Segment Start: SUPPLIED MATERIAL

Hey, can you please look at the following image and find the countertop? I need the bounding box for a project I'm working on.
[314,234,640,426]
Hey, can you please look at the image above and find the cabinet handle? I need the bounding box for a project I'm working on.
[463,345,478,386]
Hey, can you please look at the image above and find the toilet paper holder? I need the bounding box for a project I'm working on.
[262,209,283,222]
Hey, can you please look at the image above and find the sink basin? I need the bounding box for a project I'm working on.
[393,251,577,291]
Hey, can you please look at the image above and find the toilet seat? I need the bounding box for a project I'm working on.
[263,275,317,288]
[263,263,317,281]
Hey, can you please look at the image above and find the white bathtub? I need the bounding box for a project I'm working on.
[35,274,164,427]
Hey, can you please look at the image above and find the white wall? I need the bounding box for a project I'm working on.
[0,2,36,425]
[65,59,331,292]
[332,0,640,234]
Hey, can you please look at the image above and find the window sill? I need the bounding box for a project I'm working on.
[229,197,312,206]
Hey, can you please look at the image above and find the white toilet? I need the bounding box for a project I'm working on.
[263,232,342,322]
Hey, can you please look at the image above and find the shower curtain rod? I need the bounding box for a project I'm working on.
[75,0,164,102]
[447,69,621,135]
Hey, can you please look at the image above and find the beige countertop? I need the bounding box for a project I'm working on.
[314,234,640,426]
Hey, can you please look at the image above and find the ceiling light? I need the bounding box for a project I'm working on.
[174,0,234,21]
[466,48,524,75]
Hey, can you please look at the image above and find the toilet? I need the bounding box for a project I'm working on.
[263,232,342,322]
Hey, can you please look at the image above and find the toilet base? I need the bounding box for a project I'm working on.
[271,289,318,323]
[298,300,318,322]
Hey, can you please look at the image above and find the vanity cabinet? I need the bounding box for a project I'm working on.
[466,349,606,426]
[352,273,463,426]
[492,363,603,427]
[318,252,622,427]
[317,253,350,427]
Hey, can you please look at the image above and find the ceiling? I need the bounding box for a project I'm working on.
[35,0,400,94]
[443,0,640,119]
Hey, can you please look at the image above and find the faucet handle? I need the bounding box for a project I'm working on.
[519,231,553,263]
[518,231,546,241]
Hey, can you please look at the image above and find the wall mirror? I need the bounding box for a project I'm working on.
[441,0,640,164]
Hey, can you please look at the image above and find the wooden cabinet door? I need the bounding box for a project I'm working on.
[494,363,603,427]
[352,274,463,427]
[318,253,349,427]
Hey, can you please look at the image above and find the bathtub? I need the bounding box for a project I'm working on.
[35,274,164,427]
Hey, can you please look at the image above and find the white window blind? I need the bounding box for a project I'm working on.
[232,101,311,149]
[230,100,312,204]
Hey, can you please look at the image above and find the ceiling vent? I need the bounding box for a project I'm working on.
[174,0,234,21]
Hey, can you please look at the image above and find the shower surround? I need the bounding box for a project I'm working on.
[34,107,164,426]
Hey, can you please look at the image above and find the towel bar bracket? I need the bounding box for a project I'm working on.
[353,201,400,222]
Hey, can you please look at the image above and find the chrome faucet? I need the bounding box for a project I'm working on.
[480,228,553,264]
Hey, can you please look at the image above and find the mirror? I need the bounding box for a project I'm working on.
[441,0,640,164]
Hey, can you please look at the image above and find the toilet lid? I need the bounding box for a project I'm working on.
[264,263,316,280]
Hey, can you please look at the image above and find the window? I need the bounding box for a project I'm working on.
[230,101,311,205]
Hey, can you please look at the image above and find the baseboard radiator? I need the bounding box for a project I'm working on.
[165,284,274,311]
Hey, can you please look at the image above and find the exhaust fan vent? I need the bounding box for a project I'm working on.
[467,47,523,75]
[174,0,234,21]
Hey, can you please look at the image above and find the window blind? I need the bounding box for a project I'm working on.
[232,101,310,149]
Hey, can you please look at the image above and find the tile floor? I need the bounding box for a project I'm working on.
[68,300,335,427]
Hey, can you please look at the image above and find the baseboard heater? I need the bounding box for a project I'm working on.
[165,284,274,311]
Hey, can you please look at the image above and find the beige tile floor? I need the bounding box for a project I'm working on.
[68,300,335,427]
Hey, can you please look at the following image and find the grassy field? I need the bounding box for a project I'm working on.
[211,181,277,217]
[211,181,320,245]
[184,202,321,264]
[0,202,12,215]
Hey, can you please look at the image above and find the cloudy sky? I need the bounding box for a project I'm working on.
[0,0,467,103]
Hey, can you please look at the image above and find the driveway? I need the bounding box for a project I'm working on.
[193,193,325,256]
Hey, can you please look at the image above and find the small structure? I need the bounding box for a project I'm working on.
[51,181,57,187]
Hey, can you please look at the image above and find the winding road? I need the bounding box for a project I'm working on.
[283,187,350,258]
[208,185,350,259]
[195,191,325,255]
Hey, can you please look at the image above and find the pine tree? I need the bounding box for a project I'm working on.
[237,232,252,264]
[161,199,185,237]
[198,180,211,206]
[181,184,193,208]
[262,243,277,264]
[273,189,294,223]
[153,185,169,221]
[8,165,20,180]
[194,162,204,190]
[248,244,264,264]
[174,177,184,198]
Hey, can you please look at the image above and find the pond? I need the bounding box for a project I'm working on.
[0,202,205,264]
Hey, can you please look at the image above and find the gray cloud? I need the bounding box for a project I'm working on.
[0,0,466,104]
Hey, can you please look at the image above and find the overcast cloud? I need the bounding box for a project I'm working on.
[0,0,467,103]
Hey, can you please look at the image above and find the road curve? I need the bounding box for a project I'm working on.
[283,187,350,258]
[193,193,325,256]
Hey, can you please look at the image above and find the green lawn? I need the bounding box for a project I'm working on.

Segment End: SUPPLIED MATERIAL

DIRECTIONS FOR THIS TASK - Find where "find the road" occurs in the data, and please write out that line through the last line exactly, with nothing else.

WRITTEN SOLUTION -
Hey, can you please look at the image above and find the road curve? I need the bounding box for a project I'm working on.
[283,187,350,258]
[193,193,325,256]
Hey, can you please look at the image above and find the green lawn? I need the bounding box for a project I'm working on.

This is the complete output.